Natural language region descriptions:
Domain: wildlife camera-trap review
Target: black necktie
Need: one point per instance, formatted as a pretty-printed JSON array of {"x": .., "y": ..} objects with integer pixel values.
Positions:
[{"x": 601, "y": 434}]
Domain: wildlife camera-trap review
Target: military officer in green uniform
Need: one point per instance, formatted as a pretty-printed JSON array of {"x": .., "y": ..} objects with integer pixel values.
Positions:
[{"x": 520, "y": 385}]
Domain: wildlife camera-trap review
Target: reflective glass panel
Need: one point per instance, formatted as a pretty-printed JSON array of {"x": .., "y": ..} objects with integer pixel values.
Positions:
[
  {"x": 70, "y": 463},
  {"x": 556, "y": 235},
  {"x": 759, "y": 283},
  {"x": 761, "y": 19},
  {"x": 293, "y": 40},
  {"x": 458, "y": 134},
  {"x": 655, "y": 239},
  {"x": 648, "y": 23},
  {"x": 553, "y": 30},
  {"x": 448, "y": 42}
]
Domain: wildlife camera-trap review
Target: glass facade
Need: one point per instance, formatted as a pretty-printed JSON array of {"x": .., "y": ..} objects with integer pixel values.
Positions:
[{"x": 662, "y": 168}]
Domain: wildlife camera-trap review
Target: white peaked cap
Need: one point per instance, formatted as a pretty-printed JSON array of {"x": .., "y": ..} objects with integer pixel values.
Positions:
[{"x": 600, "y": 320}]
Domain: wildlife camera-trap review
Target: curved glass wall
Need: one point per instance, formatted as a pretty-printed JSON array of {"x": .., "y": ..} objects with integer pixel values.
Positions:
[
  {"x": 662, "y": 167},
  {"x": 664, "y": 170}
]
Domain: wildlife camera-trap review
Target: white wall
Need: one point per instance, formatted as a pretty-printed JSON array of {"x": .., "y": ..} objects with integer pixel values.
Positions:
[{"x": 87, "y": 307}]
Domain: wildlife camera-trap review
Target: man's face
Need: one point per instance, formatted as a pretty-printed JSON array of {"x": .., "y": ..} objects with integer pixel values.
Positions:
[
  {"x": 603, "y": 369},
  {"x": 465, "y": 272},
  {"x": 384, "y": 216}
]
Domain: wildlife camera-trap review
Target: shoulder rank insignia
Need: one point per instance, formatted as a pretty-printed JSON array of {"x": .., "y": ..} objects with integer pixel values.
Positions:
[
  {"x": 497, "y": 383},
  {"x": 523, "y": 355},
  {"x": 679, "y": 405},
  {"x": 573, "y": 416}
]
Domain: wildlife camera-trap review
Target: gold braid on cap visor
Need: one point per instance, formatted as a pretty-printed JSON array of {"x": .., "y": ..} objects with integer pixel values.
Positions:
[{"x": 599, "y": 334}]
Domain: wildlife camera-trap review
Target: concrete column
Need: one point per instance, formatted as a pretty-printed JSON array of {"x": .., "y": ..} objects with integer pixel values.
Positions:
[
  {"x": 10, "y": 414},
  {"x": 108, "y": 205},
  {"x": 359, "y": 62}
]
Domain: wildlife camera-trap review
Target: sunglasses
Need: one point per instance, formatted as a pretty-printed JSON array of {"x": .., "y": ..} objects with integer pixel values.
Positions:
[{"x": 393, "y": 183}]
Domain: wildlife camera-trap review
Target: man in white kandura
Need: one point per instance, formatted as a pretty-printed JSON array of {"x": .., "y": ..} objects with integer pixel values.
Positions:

## What you are asked to do:
Could you reproduce every record exactly as written?

## Output of the task:
Domain: wildlife camera-trap review
Target: black necktie
Need: one point per instance, formatted as a pretty-printed JSON array of {"x": .., "y": ..} objects with integer pixel values.
Positions:
[{"x": 601, "y": 434}]
Domain: wildlife camera-trap review
Target: military officer in green uniform
Need: one point per instance, formatted as a pretty-printed JSON array of {"x": .., "y": ..} objects with integer pixel values.
Positions:
[{"x": 520, "y": 385}]
Domain: wildlife camera-trap review
Target: reflective glass panel
Need: one point per instance, formatted as a pretty-printed JSON array of {"x": .., "y": ..} objects with integer pixel values.
Positions:
[
  {"x": 70, "y": 463},
  {"x": 556, "y": 235},
  {"x": 759, "y": 283},
  {"x": 761, "y": 19},
  {"x": 293, "y": 40},
  {"x": 458, "y": 134},
  {"x": 655, "y": 239},
  {"x": 648, "y": 23},
  {"x": 553, "y": 30},
  {"x": 448, "y": 42}
]
Domain: wildlife camera-trap review
Target: glass facade
Need: one point per instance, formatted as a pretty-printed JSON array of {"x": .., "y": ..} objects with integer pixel values.
Positions:
[{"x": 662, "y": 168}]
Domain: wildlife camera-trap review
Target: white peaked cap
Need: one point per instance, formatted as a pretty-printed JSON array of {"x": .., "y": ..} objects with integer pixel values.
Positions:
[{"x": 600, "y": 320}]
Domain: wildlife camera-trap review
Target: curved glass wall
Need: one point per instance, formatted as a pretty-printed JSON array of {"x": .., "y": ..} objects with integer pixel values.
Positions:
[
  {"x": 662, "y": 167},
  {"x": 664, "y": 170}
]
Domain: wildlife camera-trap review
Target: white wall
Need: one point per instance, formatted as a pretty-printed JSON array of {"x": .., "y": ..} objects with integer pixel values.
Positions:
[{"x": 87, "y": 307}]
Domain: wildlife camera-trap review
Target: man's face
Need: one point per instance, formatted as a pretty-printed JSON array of {"x": .., "y": ..} objects with integer pixel values.
Positions:
[
  {"x": 603, "y": 369},
  {"x": 465, "y": 272},
  {"x": 384, "y": 216}
]
Domain: wildlife camera-trap review
Target: shoulder rank insignia
Need: one point per instance, formatted as a pretty-printed JSON array of {"x": .., "y": ..} objects with integer pixel values.
Positions:
[
  {"x": 497, "y": 383},
  {"x": 523, "y": 355},
  {"x": 679, "y": 405},
  {"x": 573, "y": 416}
]
Domain: wildlife camera-trap review
Target: gold braid on cap visor
Need: one point per instance, formatted as a pretty-printed JSON array of {"x": .., "y": ..} objects with integer pixel values.
Positions:
[{"x": 599, "y": 334}]
Domain: wildlife camera-trap review
Target: concrete column
Need: one point per instance, formatted as a pretty-printed JSON array of {"x": .., "y": ..} objects with integer pixel values.
Positions:
[
  {"x": 10, "y": 414},
  {"x": 108, "y": 205},
  {"x": 359, "y": 62}
]
Domain: wildlife camera-trap review
Target: sunglasses
Need: one point per instance, formatted as a pretty-printed JSON array of {"x": .., "y": ..} objects with integer pixel values.
Positions:
[{"x": 393, "y": 183}]
Domain: wildlife camera-trap review
Target: man in white kandura
Need: one point per instance, formatted as a pretty-printed JSON array of {"x": .., "y": ..} objects with integer pixel values.
Positions:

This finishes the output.